### THE TASK
Please pull out each line of the records below that contains the string "Target", treating uppercase and lowercase as different.

Start of EXERCISE MATERIAL

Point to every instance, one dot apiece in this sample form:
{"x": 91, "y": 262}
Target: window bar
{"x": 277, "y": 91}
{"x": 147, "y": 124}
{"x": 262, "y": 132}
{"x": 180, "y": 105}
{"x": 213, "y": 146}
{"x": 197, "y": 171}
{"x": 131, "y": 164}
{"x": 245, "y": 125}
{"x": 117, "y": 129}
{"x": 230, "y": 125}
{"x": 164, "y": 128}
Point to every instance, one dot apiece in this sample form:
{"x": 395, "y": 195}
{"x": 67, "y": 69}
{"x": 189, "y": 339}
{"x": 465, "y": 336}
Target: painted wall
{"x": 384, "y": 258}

End of EXERCISE MATERIAL
Start of EXERCISE MATERIAL

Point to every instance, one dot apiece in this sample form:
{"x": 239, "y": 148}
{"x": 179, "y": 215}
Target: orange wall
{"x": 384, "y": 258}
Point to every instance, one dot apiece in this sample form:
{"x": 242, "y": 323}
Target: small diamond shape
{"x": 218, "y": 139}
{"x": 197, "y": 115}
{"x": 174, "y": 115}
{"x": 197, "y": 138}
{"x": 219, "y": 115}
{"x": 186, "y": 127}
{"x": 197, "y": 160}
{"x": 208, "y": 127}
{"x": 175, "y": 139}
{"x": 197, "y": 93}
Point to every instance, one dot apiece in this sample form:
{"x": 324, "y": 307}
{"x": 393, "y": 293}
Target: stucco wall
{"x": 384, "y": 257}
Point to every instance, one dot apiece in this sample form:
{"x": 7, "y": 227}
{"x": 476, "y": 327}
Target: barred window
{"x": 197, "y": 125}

End of EXERCISE MATERIAL

### FINISHED ANSWER
Target: window bar
Target: painted wall
Target: orange wall
Target: small diamond shape
Target: stucco wall
Target: barred window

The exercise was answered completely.